▸ **Условие задания**: Продолжите интервью телеведущей о ее передаче, начав сразу после его последнего предложения.

▸ **Фрагмент текста**:
════

После передачи она пригласила меня на чай. Мы сидели и долго говорили с ней в их полукруглой эркерной кухне-столовой. Она, кстати, что-то сама для нас приготовила. И небольшая, но говорящая о многом деталь: для нашей съемочной группы был накрыт стол с большим количеством пирожков, которые испекла их повар, — не отпустили 20 человек гостей без угощения…

— Что она рассказывала за этим кухонным разговором, помните?

— К сожалению, я тогда ничего не записала в свой дневник, поэтому запомнила только рассказ про какую-то старую икону. Икона была такой темной, что лики на ней уже не были видны, поэтому она хотела ее убрать подальше. Но когда Наина Иосифовна понесла ее в другое помещение, вдруг увидела, как икона начала светлеть, и поняла, что произошло какое-то чудо сейчас, а она могла бы совершить грех.

— Бывали у вас случаи провалов?

— Как говорил Михал Михалыч Жванецкий: «Профессионализм — это стабильность результата». Я знаю, что я профессионал, и провалов у меня не бывает. Бывают удачи и не совсем удачи, но провалов быть не может.

— Не было такой персоны, которая не раскрылась?

— Наверное, были такие. Иногда казалось, что я чего-то не сумела сделать для этого. Программа с Жасмин, например. Там и раскрыть что-то было трудновато… Неинтересно было и ей, наверное, со мной. Но все равно программа получилась, прошла с хорошими рейтингами. Другое дело, что я себе всегда очень строгий судья...

— А был кто-то, кого бы вы хотели выслушать, а он не пришел?

— Было несколько человек… Марк Анатольевич Захаров, например, когда я его пригласила, сказал: «Кира, я не готов на исповедь». Я начала было его уговаривать: «Марк Анатольевич…» Но он меня прервал: «Ваша программа — она требует исповедальности, а я не смогу открыться». И отказался, не пришел.

Жванецкого хотела снять, с которым мы чудесно проработали 17 лет. Кстати, он единственный человек в моей тележизни, который сам отказался от эфира, посчитал, что не имеет права быть на экране, потому что стал хуже работать. И в этом такая честность его и достоинство. Ведь телевидение — это такой наркотик, это такой соблазн, эта такая манкая вещь! Здесь часто не работает правило «быть знаменитым некрасиво» — людям, которые долго живут на экране, хочется длить славу бесконечно! Даже я, которая всегда считала свою экранную жизнь счастливой случайностью, временным явлением, безумно устав за эти десятилетия от этой труднейшей, но упоительной работы, все равно до сих пор несла бы эту непосильную ношу, если бы не «хирургическое вмешательство» — закрытие передачи.

════

▸ **Фрагмент данных**:
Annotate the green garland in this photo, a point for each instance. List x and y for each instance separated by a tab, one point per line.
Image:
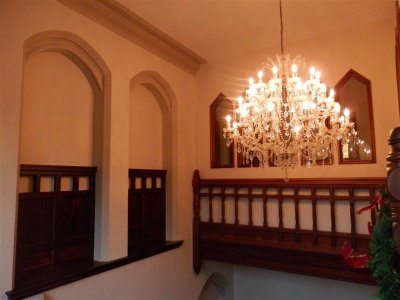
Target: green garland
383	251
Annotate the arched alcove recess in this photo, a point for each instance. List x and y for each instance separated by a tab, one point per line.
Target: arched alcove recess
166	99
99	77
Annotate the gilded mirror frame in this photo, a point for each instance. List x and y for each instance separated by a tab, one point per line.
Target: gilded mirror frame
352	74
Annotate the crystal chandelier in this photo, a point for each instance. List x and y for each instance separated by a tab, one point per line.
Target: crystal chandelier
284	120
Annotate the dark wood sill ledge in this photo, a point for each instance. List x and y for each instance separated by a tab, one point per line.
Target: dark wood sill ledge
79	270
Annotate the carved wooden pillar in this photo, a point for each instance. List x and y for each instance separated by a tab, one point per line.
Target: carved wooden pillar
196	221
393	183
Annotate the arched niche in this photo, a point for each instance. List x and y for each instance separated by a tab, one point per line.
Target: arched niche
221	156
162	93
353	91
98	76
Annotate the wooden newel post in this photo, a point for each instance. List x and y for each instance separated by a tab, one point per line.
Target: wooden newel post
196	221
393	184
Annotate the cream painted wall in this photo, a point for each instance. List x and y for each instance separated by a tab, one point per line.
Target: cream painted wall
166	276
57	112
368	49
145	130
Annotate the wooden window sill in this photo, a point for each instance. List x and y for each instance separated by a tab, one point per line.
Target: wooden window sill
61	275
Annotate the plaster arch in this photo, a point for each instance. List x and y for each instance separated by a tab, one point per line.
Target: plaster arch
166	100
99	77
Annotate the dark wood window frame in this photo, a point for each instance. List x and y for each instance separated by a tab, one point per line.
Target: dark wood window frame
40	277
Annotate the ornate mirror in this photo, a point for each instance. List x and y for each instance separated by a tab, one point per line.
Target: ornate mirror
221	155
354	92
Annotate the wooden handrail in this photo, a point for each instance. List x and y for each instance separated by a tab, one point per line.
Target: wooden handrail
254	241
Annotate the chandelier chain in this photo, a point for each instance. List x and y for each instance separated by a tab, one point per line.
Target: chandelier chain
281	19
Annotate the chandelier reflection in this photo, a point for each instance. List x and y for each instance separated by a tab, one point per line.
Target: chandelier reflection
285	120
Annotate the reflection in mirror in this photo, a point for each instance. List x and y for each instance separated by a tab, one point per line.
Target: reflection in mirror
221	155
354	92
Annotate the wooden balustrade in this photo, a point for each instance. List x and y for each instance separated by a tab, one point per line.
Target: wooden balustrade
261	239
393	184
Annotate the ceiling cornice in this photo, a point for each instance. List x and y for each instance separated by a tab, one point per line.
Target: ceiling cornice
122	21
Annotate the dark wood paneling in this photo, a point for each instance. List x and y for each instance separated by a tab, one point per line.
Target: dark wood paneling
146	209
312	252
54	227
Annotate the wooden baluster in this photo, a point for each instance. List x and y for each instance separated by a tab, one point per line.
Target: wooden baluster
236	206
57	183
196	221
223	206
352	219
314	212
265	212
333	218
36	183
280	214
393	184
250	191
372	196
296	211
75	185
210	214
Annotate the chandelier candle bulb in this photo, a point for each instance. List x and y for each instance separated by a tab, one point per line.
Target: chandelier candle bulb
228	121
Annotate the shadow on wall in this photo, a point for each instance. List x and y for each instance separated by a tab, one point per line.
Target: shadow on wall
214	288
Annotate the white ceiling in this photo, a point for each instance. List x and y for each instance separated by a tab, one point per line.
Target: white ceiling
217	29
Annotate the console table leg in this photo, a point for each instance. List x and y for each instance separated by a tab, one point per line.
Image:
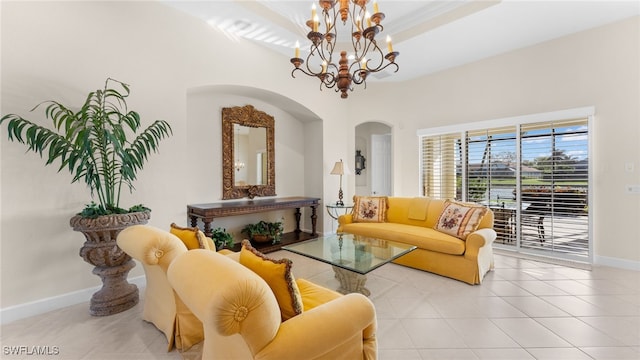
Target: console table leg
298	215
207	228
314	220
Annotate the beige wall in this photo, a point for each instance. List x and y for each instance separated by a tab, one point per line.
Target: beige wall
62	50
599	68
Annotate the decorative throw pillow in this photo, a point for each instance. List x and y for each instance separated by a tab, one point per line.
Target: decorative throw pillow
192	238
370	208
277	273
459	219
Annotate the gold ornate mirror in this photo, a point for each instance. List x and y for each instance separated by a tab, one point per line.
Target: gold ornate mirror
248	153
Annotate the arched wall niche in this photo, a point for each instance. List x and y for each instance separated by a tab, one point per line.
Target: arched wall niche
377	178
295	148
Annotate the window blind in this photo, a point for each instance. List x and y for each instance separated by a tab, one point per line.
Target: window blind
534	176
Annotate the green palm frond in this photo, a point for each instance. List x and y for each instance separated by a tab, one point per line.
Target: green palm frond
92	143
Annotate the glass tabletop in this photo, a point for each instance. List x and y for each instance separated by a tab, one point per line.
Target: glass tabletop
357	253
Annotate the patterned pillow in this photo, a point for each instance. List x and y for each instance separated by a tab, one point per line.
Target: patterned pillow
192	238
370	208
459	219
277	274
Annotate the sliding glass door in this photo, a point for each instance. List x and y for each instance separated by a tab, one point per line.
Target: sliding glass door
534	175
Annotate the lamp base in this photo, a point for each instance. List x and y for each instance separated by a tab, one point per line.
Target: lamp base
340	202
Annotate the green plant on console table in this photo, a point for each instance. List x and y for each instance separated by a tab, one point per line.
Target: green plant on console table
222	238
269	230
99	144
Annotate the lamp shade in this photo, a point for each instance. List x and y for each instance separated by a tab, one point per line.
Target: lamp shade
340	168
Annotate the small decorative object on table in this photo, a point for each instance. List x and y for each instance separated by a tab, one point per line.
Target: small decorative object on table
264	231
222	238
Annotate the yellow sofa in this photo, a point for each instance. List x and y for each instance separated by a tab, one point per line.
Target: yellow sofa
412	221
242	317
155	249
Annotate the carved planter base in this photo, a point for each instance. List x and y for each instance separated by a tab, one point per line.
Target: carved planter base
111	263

════

▸ **Ответ к заданию**:
Но продолжу. Очень хотела, чтобы жена Жванецкого Наташа ко мне пришла, тем более она любила программу. Но Наташа сказала: «Ты же знаешь, Миша ревнивый, Миша обидчивый; не дай бог, я скажу что-то, что его обидит!» И я ее поняла: своих любимых нужно беречь.

— Тяжело быть исповедником?

— Ну не исповедником, конечно. Недавно мой любимый, уникальный актер Виктор Иванович Сухоруков сказал в шутку: «Я на рентгене у вас побывал!» Интересно «просвечивать», но безумно тяжело. После очередной записи я оставалась без сил, в буквальном смысле не могла говорить, не могла общаться; выходила из студии, у меня тряслись руки-ноги, потому что три с половиной часа я ни на секунду не отключалась, каждую секунду была со своим собеседником.

А реакция после записи у моих героев была разная — у кого-то эйфория, освобождение внутреннее, а у кого-то, как и у меня, почти болезненное состояние. Например, мой любимый Алексей Васильевич Петренко (они с женой стали нам с Толей очень близкими друзьями, которые постоянно бывали у нас на даче) переживал похожее. С ним была такая прекрасная программа, но такая сложная, что мы потом оба были никакие: он лежал у себя дома, несколько дней не мог прийти в себя, и я была примерно в таком же состоянии.

Не знаю, как правильно назвать это странное послесловие программы… Наверное, она действительно какая-то невероятно душевнозатратная и для меня, и для моего собеседника. Как-то Владимир Владимирович Познер сказал мне: «Кира, а вы можете просто работать, а не переживать?» Не могу, не научилась, хотя по профессии, наверное, такое отношение более правильное — силы и нервы экономишь. Но когда понимаешь, что с твоим героем произошло что-то очень важное, то, чего ты не ожидал, не предполагал, что и он открыл для себя что-то новое, возникает ощущение какой-то победы, профессиональной и человеческой, а для меня это неразделимые понятия. Конечно, тяжелая история, но счастливая.

— Когда вы делали программу, думали: если бы мне задали такой вопрос, я бы никогда не стала на него отвечать?

— Да. Я вообще достаточно закрытый человек. Саша Градский говорил: «Конечно, ты бы ничего про себя не рассказала». Наверное, существуют и у меня какие-то внутренние границы-преграды-комплексы…

— Это результат чужих откровений?

— Ну что вы, нет. Это натура и свойство нехорошее: все время смотреть на себя со стороны, оценивать и редактировать. Не самое лучшее, что во мне было и осталось, — это зависимость. Зависимость от различных мнений о себе. Мне до сих пор важно, чтобы ко мне хорошо относились. И если я чувствую негатив, это становится для меня до сих пор почти трагедией.

— А как начальницу вас любили?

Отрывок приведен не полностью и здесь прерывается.